The Indian novelist recalls an extraordinary encounter in a Moscow hotel 
with the NSA whistleblower

Arundhati Roy with Edward Snowden and John Cusack
Arundhati Roy with Edward Snowden and John Cusack. Photograph: Ole Von Vexhul
The Moscow Un-Summit wasn’t a formal interview. Nor was it a cloak-and-dagger underground rendezvous. The upshot is that John Cusack, Daniel Ellsberg (who leaked the Pentagon Papers during the Vietnam war) and I didn’t get the cautious, diplomatic, regulation Edward Snowden. The downshot (that isn’t a word, I know) is that the jokes, the humour and repartee that took place in Room 1001 cannot be reproduced. The Un-Summit cannot be written about in the detail that it deserves. Yet it definitely cannot not be written about. Because it did happen. And because the world is a millipede that inches forward on millions of real conversations. And this, certainly, was a real one.
What mattered, perhaps even more than what was said, was the spirit in the room. There was Edward Snowden who, after 9/11, was in his own words “straight up singing highly of Bush” and signing up for the Iraq war. And there were those of us who, after 9/11, had been straight up doing exactly the opposite. It was a little late for this conversation, of course. Iraq has been all but destroyed. And now the map of what is so condescendingly called the “Middle East” is being brutally redrawn (yet again). But still, there we were, all of us, talking to each other in a bizarre hotel in Russia. Bizarre it certainly was.
The opulent lobby of the Moscow Ritz-Carlton was teeming with drunk millionaires, high on new money, and gorgeous, high-stepping young women, half peasant, half supermodel, draped on the arms of toady men – gazelles on their way to fame and fortune, paying their dues to the satyrs who would get them there. In the corridors, you passed serious fistfights, loud singing and quiet, liveried waiters wheeling trolleys with towers of food and silverware in and out of rooms. In Room 1001 we were so close to the Kremlin that if you put your hand out of the window, you could almost touch it. It was snowing outside. We were deep into the Russian winter – never credited enough for its part in the second world war. Edward Snowden was much smaller than I thought he’d be. Small, lithe, neat, like a house cat. He greeted Dan ecstatically and us warmly. “I know why you’re here,” he said to me, smiling. “Why?” “To radicalise me.” I laughed.

• • • • • • •

= THINGS TO DO =
1. Decide whether each statement agrees with the passage about the Snowden meeting: (a) The meeting took place in Room 1001. (b) The Un-Summit was a formal interview. (c) Snowden was larger than the writer expected. For each, answer yes or no and quote the words of the passage that decide it.
2. Please gather every line of the records that contains the word "window". Case counts.

= INFORMATION PROVIDED =

• • • • • • •

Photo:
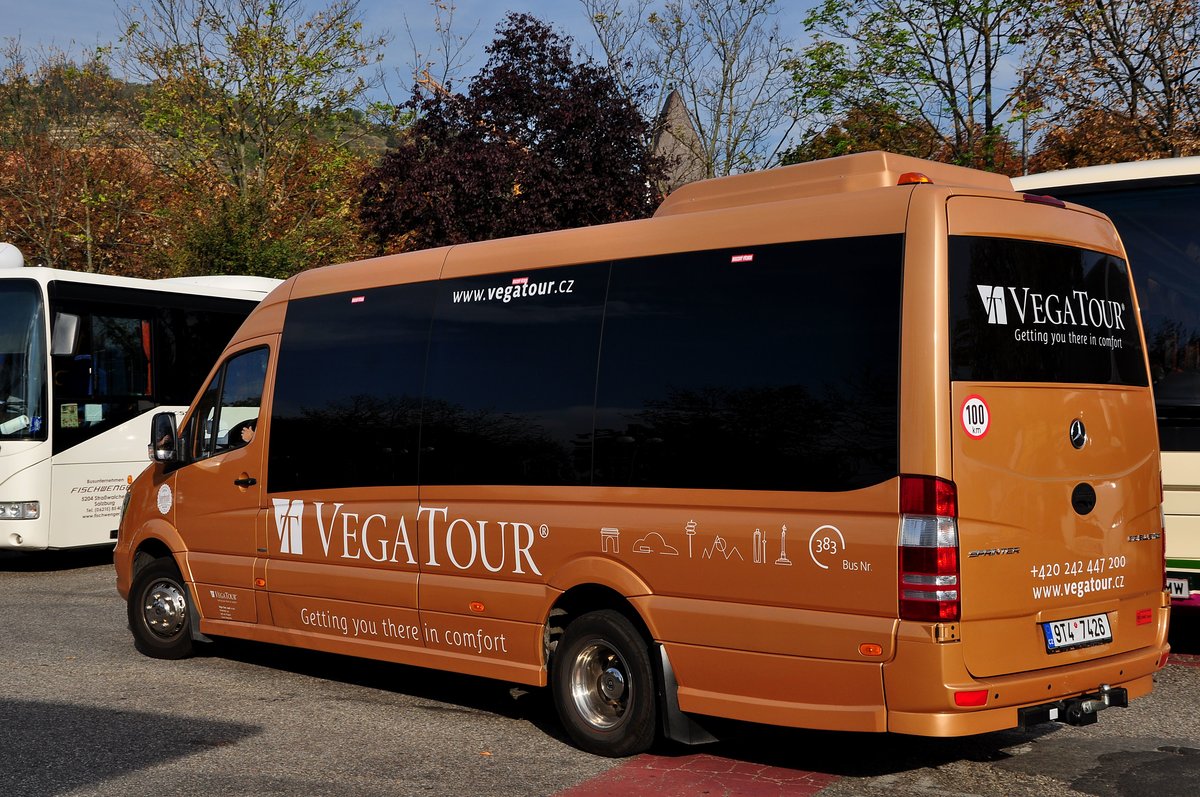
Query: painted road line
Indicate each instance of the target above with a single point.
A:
(697, 774)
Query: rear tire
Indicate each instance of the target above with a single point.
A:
(604, 685)
(160, 611)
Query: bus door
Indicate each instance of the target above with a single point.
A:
(219, 492)
(1054, 447)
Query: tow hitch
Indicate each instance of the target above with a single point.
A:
(1074, 711)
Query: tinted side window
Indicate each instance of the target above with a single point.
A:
(227, 414)
(772, 367)
(1027, 311)
(511, 378)
(347, 401)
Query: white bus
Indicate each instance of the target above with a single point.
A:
(85, 360)
(1156, 208)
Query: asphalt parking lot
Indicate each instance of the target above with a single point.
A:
(83, 713)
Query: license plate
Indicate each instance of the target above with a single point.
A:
(1079, 631)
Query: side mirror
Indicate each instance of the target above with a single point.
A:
(163, 438)
(65, 336)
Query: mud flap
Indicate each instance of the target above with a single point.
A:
(677, 725)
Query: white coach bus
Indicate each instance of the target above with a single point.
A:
(1156, 208)
(85, 360)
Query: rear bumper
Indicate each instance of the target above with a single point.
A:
(931, 711)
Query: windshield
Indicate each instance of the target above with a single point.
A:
(1158, 226)
(22, 361)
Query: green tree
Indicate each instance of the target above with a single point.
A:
(947, 64)
(71, 196)
(729, 60)
(1125, 79)
(250, 112)
(539, 142)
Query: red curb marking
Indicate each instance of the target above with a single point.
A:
(702, 773)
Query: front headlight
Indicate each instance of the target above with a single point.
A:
(19, 510)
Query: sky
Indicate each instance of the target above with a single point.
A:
(73, 25)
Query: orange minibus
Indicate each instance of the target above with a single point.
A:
(862, 444)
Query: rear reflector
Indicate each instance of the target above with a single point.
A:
(929, 550)
(971, 699)
(913, 178)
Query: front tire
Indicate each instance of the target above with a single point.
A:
(604, 685)
(160, 611)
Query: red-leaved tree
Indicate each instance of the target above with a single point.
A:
(539, 142)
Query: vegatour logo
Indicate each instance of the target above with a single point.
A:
(1074, 309)
(504, 546)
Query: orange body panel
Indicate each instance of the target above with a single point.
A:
(771, 605)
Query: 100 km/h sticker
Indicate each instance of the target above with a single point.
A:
(976, 417)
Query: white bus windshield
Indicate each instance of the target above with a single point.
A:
(1158, 227)
(22, 361)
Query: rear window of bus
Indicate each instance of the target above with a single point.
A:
(1030, 311)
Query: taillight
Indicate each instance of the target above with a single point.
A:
(929, 550)
(1162, 526)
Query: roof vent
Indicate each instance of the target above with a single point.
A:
(844, 174)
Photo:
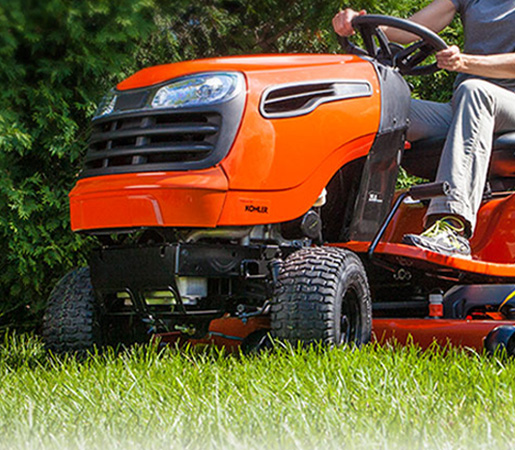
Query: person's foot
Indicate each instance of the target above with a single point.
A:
(445, 237)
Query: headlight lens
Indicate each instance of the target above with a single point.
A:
(198, 90)
(106, 105)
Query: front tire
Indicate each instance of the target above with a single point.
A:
(72, 319)
(322, 296)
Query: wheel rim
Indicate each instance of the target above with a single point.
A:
(350, 318)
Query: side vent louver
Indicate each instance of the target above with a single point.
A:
(290, 100)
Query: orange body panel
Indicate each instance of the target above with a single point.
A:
(229, 332)
(493, 243)
(148, 199)
(275, 169)
(424, 332)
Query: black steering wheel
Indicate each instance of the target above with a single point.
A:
(408, 60)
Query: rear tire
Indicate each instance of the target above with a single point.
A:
(322, 296)
(72, 320)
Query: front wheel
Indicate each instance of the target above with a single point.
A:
(322, 296)
(72, 318)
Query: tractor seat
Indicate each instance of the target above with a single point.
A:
(423, 157)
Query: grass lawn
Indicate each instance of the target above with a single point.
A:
(374, 398)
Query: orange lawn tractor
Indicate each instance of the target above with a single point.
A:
(246, 197)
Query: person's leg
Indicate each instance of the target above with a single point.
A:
(480, 109)
(428, 119)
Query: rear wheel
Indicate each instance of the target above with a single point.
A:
(322, 295)
(72, 318)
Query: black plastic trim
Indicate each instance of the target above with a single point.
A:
(204, 135)
(322, 91)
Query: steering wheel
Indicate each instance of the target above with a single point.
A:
(408, 60)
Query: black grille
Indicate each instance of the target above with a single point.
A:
(151, 140)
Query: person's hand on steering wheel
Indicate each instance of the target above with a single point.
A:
(342, 21)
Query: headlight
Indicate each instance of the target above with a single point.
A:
(106, 105)
(198, 90)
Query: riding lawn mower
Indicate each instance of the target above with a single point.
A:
(240, 198)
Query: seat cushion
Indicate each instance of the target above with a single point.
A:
(423, 157)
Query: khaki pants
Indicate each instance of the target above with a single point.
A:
(478, 110)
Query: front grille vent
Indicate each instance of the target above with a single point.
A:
(151, 141)
(298, 99)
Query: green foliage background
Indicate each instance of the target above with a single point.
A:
(57, 59)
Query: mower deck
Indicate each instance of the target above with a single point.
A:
(442, 266)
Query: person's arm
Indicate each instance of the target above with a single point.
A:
(492, 66)
(435, 16)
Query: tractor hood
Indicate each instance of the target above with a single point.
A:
(263, 153)
(159, 74)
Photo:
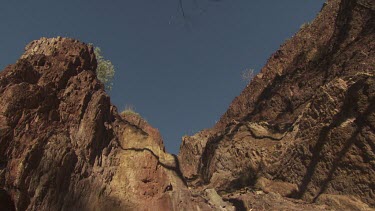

• • • • • • •

= TASK-BY-TASK ANSWERS =
1.
(a) Yes: "In Room 1001 we were so close to the Kremlin"
(b) No: "The Moscow Un-Summit wasn’t a formal interview."
(c) No: "Edward Snowden was much smaller than I thought he’d be."

2.
Query: tinted side window
Query: rear window of bus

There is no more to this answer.